Input records:
>>>>

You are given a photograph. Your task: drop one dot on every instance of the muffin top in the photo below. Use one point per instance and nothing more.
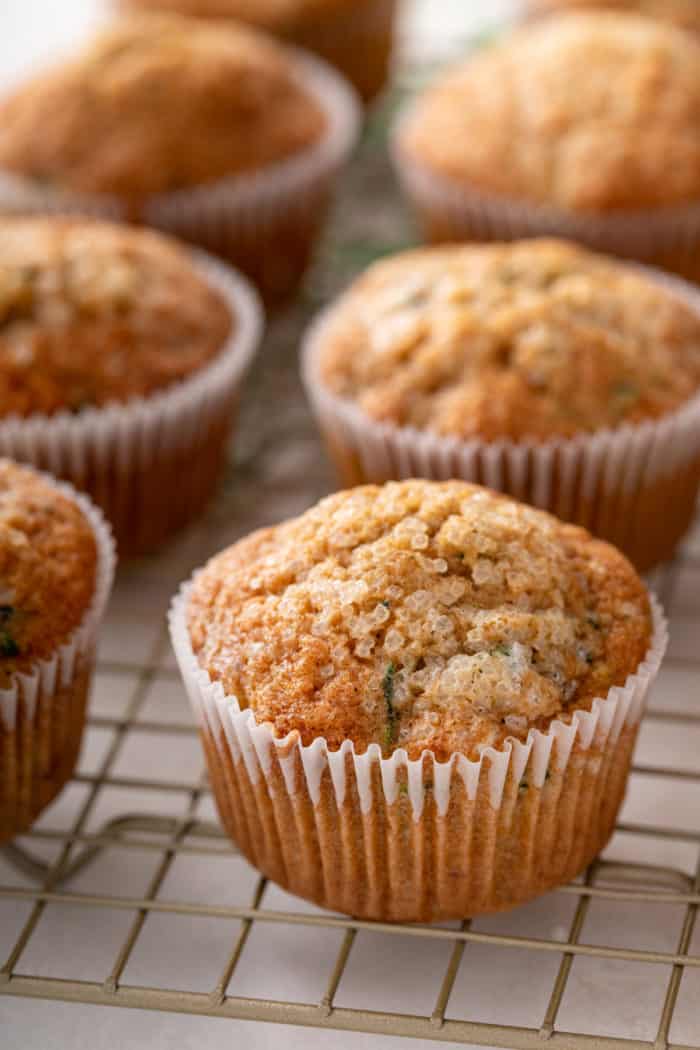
(160, 103)
(529, 340)
(588, 112)
(92, 313)
(685, 13)
(419, 615)
(276, 16)
(47, 568)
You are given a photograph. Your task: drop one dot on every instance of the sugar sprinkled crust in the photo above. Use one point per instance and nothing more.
(685, 13)
(47, 568)
(158, 103)
(532, 339)
(590, 112)
(92, 313)
(419, 614)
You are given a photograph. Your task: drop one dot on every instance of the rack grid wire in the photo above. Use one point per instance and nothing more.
(141, 742)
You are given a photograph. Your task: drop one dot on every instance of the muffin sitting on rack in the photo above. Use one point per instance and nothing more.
(121, 360)
(355, 36)
(57, 563)
(420, 700)
(561, 377)
(215, 133)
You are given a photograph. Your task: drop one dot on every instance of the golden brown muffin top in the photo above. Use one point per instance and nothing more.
(156, 104)
(589, 112)
(684, 13)
(47, 568)
(92, 313)
(276, 16)
(419, 614)
(526, 340)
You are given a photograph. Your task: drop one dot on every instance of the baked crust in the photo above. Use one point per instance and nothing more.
(591, 112)
(525, 340)
(419, 615)
(47, 568)
(160, 103)
(92, 313)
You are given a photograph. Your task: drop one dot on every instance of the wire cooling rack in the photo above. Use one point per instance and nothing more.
(127, 894)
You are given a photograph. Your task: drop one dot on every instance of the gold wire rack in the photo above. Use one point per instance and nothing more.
(45, 884)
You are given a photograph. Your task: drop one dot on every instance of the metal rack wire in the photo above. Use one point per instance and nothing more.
(169, 837)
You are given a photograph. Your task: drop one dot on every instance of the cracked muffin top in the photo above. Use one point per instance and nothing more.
(276, 16)
(684, 13)
(160, 103)
(529, 340)
(47, 568)
(588, 112)
(92, 313)
(419, 615)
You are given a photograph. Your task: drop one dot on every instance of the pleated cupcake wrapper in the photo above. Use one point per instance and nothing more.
(597, 480)
(349, 844)
(241, 213)
(121, 448)
(42, 711)
(669, 237)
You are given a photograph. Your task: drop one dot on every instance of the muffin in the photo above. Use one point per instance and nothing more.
(560, 377)
(355, 36)
(121, 361)
(419, 701)
(57, 563)
(214, 133)
(582, 125)
(683, 13)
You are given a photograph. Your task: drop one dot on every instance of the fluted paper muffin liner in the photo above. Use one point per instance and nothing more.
(418, 840)
(266, 223)
(42, 711)
(450, 210)
(152, 463)
(635, 485)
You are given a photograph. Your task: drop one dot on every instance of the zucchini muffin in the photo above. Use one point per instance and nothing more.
(56, 569)
(683, 13)
(355, 36)
(585, 125)
(436, 678)
(557, 375)
(186, 126)
(120, 364)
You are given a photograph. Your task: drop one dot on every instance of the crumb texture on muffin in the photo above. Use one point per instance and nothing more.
(685, 13)
(589, 112)
(92, 313)
(277, 16)
(419, 615)
(532, 339)
(158, 103)
(47, 568)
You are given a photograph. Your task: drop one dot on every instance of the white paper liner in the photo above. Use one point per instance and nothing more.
(263, 781)
(664, 236)
(42, 710)
(248, 208)
(596, 480)
(106, 449)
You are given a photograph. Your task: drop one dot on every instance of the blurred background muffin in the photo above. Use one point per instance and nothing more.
(683, 13)
(57, 563)
(355, 36)
(561, 377)
(216, 133)
(384, 644)
(584, 125)
(121, 359)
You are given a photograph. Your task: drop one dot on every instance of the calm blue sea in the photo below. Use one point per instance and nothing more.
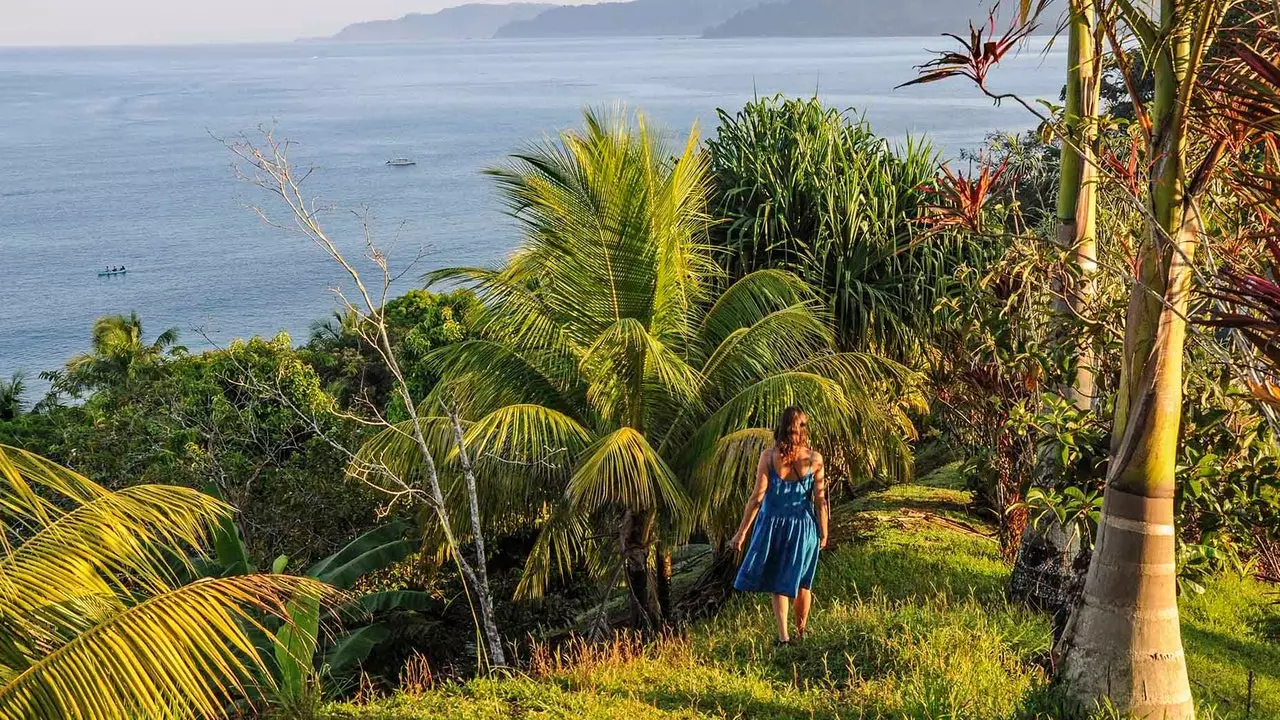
(108, 156)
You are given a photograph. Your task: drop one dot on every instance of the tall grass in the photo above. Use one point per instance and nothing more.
(813, 190)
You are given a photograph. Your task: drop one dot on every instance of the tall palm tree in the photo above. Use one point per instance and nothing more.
(1125, 639)
(1047, 552)
(119, 354)
(94, 619)
(615, 391)
(10, 396)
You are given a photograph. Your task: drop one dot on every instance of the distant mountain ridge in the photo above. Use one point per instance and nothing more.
(634, 18)
(695, 18)
(854, 18)
(464, 22)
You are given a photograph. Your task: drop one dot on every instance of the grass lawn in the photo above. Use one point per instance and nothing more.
(910, 621)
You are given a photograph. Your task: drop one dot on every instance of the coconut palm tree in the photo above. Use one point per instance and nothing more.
(119, 354)
(617, 396)
(10, 396)
(1210, 126)
(814, 191)
(94, 618)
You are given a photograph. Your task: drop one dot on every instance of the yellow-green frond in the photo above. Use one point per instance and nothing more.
(622, 469)
(722, 481)
(183, 654)
(749, 300)
(394, 455)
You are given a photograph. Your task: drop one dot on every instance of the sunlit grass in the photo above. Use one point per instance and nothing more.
(910, 623)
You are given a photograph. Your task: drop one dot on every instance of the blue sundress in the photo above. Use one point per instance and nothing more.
(782, 555)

<<<<

Exercise brief:
Your answer must be the entries written out word for word, without their pictures.

Problem solution:
You are given a photograph. Your task: drop one dot on every instance of the muffin top in the photo below. Use one point per instance and nothing more.
(160, 103)
(529, 340)
(588, 112)
(92, 313)
(685, 13)
(419, 615)
(276, 16)
(47, 568)
You are given a photograph. Your task: drop one dot on every instance of the sugar sprinkled crust in the photo above. Use one point per instance and nothing more.
(685, 13)
(47, 568)
(158, 103)
(532, 339)
(590, 112)
(92, 313)
(419, 614)
You are given a photograph. Your task: drop one dot on every instance of the rack grid wire in the photo above. Use one point per instance and nothing more.
(141, 742)
You are given a photograph. Your task: drop one dot on every instance of the muffin sitting on rack in the photo above. Use one point per instance and nothing more.
(121, 360)
(355, 36)
(57, 563)
(420, 700)
(561, 377)
(215, 133)
You are given a photograph. Your task: drop one dot on every instance of the golden brown muffin top in the photo above. Use one point per instance and nothing more.
(156, 104)
(589, 112)
(684, 13)
(47, 568)
(92, 313)
(276, 16)
(419, 614)
(526, 340)
You are given a photograph. Your task: drop one dot on every instance of the baked crust in the photo above. Use one point per instance and nothing more.
(591, 112)
(525, 340)
(419, 615)
(47, 568)
(160, 103)
(92, 313)
You are given a photograph. Your task: drop one dot on every instance of the wire cooling rack in the photo above. Use one point per instance and nothing more.
(127, 894)
You are given a photograph. Your task: drop one dot on every instance of the gold wire rack in the photo above. Use one point per instance and nothing more.
(45, 884)
You are given a photograph. Your task: drop one dot on every instance of the metal rack wire in the photo above. Use one point per instance and nothing more.
(169, 837)
You are given a photograph. Your task: drop one dot on every instance of the cracked muffin top in the photo above. Use one point per instance and nothing more.
(276, 16)
(684, 13)
(160, 103)
(529, 340)
(47, 568)
(588, 112)
(92, 313)
(419, 615)
You are given a photograph. Your task: drop one dot on every instance of the pleated cupcake wrapper in the photo above. Use one point per instance and nothing more.
(597, 480)
(349, 844)
(241, 213)
(121, 448)
(42, 711)
(669, 237)
You are given a photograph. Your task: drop one dot on every instance of the muffin in the photo above. Use one point per instance and nothing more.
(560, 377)
(355, 36)
(121, 361)
(419, 701)
(57, 563)
(214, 133)
(582, 125)
(683, 13)
You are given a photograph. Your task: drop one dot on every instance of the fluted paper muffin liner in the photo above. Use one point per instance and nothing more.
(418, 840)
(266, 223)
(42, 711)
(450, 210)
(152, 463)
(635, 485)
You are given a photograph. Your task: drop one dot on every instance of the zucchini muffin in the photo above. Use one point per instance and nothing more.
(56, 569)
(683, 13)
(355, 36)
(585, 125)
(436, 678)
(557, 375)
(186, 126)
(120, 364)
You are given a photograph. Your task: drop one dot on every instance of the crumb texture on muffin in the photo above. Use one point per instance and nothing more.
(685, 13)
(589, 112)
(92, 313)
(277, 16)
(419, 615)
(532, 339)
(158, 103)
(47, 568)
You are given a photograph. Your task: drop one dot on every instance of the white paper liner in the photo above. Use one point per instance and nothing more.
(263, 781)
(664, 236)
(42, 710)
(248, 208)
(596, 480)
(106, 449)
You are given a photograph. Your task: drop one dot on every instance of the blurred background muffin in the photo above. Use one point per instance and nothing more.
(683, 13)
(57, 563)
(355, 36)
(561, 377)
(216, 133)
(384, 644)
(584, 125)
(121, 359)
You are given a photograph. Your task: drop one dot on every instance of the calm blue sea in the photo below. Use one point per instance and nothing more.
(108, 156)
You are given a photograph. Your task: drop one dot on every instance of the tall grass in the photo above. Use one point per instance and nothing more.
(813, 190)
You are given a photograph. Your task: drop one dot on every instance of the tall palm tree in the photo above. Use one point per instance and nothing more.
(1125, 639)
(1047, 552)
(119, 354)
(94, 619)
(615, 391)
(10, 396)
You are given a photograph. Your task: drop one dot on every instance of the distant mountain ridge in the photo above. Use one point per instance and nothing more.
(634, 18)
(695, 18)
(854, 18)
(464, 22)
You are given a photograph. Your task: drop one dot on every instance of the grass lawn in the photo above. Use one point per instance and nothing more.
(910, 621)
You are given a photograph. Your task: drop one dot on every instance of the coconut palm tree in the photo above. Use one point per instance and nothing more.
(119, 354)
(617, 396)
(10, 396)
(1210, 126)
(814, 191)
(94, 618)
You are given a photograph. Your task: drop one dot on every instance of the yellow-green frond in the photo above. Use one point per instance and nothing more.
(622, 469)
(722, 481)
(183, 654)
(749, 300)
(394, 455)
You are given a photograph. Your task: drop one dot on every instance of the sunlit grass in the photo above. Use one point per instance and nothing more.
(910, 623)
You are given a photograph. Your task: drop one dot on every instance of the blue sundress in the photo above. Use one point per instance and nothing more.
(782, 555)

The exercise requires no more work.